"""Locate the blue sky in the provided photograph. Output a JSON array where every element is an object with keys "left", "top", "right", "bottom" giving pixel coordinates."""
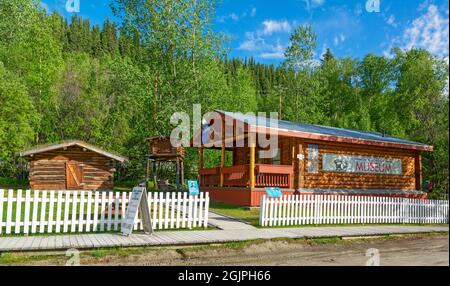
[{"left": 41, "top": 0, "right": 449, "bottom": 64}]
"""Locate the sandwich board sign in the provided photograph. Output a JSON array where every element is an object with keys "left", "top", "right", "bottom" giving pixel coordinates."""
[
  {"left": 122, "top": 187, "right": 153, "bottom": 236},
  {"left": 264, "top": 187, "right": 283, "bottom": 198},
  {"left": 188, "top": 181, "right": 200, "bottom": 196}
]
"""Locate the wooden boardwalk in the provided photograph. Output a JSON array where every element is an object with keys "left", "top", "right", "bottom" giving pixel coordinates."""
[{"left": 0, "top": 226, "right": 449, "bottom": 252}]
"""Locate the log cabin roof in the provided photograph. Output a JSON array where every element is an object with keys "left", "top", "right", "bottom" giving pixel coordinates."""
[
  {"left": 20, "top": 140, "right": 128, "bottom": 163},
  {"left": 216, "top": 110, "right": 433, "bottom": 151}
]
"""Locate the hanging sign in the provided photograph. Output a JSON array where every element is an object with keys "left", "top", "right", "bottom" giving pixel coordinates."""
[
  {"left": 264, "top": 187, "right": 283, "bottom": 198},
  {"left": 188, "top": 181, "right": 200, "bottom": 196},
  {"left": 322, "top": 153, "right": 402, "bottom": 175},
  {"left": 122, "top": 187, "right": 153, "bottom": 236}
]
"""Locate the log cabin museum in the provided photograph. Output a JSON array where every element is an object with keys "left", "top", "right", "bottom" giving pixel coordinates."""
[
  {"left": 20, "top": 140, "right": 127, "bottom": 191},
  {"left": 191, "top": 111, "right": 433, "bottom": 206}
]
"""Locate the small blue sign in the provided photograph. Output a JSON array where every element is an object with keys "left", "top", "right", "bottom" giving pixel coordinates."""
[
  {"left": 264, "top": 187, "right": 283, "bottom": 198},
  {"left": 188, "top": 181, "right": 200, "bottom": 196}
]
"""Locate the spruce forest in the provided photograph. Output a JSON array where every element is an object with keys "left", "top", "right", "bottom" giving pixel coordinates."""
[{"left": 0, "top": 0, "right": 449, "bottom": 197}]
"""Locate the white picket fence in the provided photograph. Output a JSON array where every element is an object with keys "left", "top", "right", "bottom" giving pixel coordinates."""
[
  {"left": 260, "top": 195, "right": 449, "bottom": 226},
  {"left": 0, "top": 189, "right": 209, "bottom": 234}
]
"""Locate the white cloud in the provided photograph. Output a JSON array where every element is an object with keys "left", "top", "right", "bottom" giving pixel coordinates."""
[
  {"left": 384, "top": 5, "right": 449, "bottom": 61},
  {"left": 311, "top": 0, "right": 325, "bottom": 7},
  {"left": 238, "top": 32, "right": 286, "bottom": 59},
  {"left": 39, "top": 1, "right": 50, "bottom": 13},
  {"left": 301, "top": 0, "right": 325, "bottom": 11},
  {"left": 260, "top": 20, "right": 292, "bottom": 35},
  {"left": 217, "top": 13, "right": 239, "bottom": 22},
  {"left": 259, "top": 42, "right": 285, "bottom": 59},
  {"left": 386, "top": 15, "right": 397, "bottom": 27},
  {"left": 333, "top": 34, "right": 346, "bottom": 46}
]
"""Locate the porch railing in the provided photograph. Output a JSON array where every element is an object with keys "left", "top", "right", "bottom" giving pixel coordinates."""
[{"left": 199, "top": 164, "right": 294, "bottom": 188}]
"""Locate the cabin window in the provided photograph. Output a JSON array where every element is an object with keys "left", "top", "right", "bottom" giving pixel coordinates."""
[
  {"left": 256, "top": 148, "right": 281, "bottom": 165},
  {"left": 307, "top": 144, "right": 319, "bottom": 174}
]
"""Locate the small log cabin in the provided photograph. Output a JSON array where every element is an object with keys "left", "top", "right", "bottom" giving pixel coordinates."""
[
  {"left": 192, "top": 111, "right": 433, "bottom": 206},
  {"left": 20, "top": 141, "right": 127, "bottom": 191}
]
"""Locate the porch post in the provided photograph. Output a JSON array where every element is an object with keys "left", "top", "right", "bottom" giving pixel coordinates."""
[
  {"left": 289, "top": 141, "right": 295, "bottom": 189},
  {"left": 198, "top": 146, "right": 203, "bottom": 186},
  {"left": 249, "top": 142, "right": 255, "bottom": 190},
  {"left": 220, "top": 118, "right": 225, "bottom": 187}
]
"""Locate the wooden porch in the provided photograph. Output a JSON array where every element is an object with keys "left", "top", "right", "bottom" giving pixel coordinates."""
[{"left": 199, "top": 164, "right": 294, "bottom": 189}]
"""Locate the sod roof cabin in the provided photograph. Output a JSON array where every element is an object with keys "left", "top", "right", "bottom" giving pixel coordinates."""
[{"left": 20, "top": 140, "right": 127, "bottom": 190}]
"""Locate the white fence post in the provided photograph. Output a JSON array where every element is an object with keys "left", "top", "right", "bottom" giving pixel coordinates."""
[
  {"left": 259, "top": 194, "right": 449, "bottom": 227},
  {"left": 0, "top": 189, "right": 211, "bottom": 234}
]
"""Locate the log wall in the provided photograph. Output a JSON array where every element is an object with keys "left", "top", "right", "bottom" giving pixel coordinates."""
[
  {"left": 29, "top": 146, "right": 114, "bottom": 190},
  {"left": 234, "top": 136, "right": 421, "bottom": 190}
]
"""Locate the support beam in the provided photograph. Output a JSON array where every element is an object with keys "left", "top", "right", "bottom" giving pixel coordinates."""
[
  {"left": 249, "top": 142, "right": 256, "bottom": 190},
  {"left": 414, "top": 153, "right": 422, "bottom": 191}
]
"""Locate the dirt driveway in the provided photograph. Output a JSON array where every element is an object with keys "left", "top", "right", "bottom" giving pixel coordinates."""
[
  {"left": 0, "top": 233, "right": 449, "bottom": 266},
  {"left": 82, "top": 234, "right": 449, "bottom": 266}
]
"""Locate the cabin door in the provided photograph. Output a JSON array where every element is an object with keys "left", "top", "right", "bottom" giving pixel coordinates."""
[{"left": 66, "top": 163, "right": 83, "bottom": 190}]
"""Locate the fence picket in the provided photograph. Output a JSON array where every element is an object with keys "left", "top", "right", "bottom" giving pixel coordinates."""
[
  {"left": 31, "top": 191, "right": 39, "bottom": 233},
  {"left": 47, "top": 191, "right": 55, "bottom": 233},
  {"left": 203, "top": 192, "right": 209, "bottom": 228},
  {"left": 14, "top": 190, "right": 22, "bottom": 233},
  {"left": 92, "top": 192, "right": 100, "bottom": 231},
  {"left": 6, "top": 190, "right": 14, "bottom": 234},
  {"left": 70, "top": 191, "right": 78, "bottom": 232},
  {"left": 23, "top": 190, "right": 31, "bottom": 234},
  {"left": 86, "top": 192, "right": 92, "bottom": 232},
  {"left": 260, "top": 194, "right": 448, "bottom": 227},
  {"left": 78, "top": 192, "right": 86, "bottom": 232},
  {"left": 63, "top": 191, "right": 70, "bottom": 232},
  {"left": 0, "top": 189, "right": 6, "bottom": 234}
]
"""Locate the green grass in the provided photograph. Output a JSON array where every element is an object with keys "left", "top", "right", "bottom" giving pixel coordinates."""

_What the exercise asks_
Pull out every line of the material above that contains the word "white", and copy each one unchanged.

_Response for this exercise_
"""Locate the white picket fence in the provided photograph. Output a JSON array where every element is an object with keys "left", "top", "right", "bottom" giving pixel coordinates."""
"""Locate the white cloud in the provided photograph. Output a JSON array where every element is an object with keys "left", "top", "right", "bottom" giving pixel coordinates."""
"""Locate the white fence post in the provided photograph. Output a JSON array where every element is an object with keys "left", "top", "right", "bottom" giving pixel coordinates."""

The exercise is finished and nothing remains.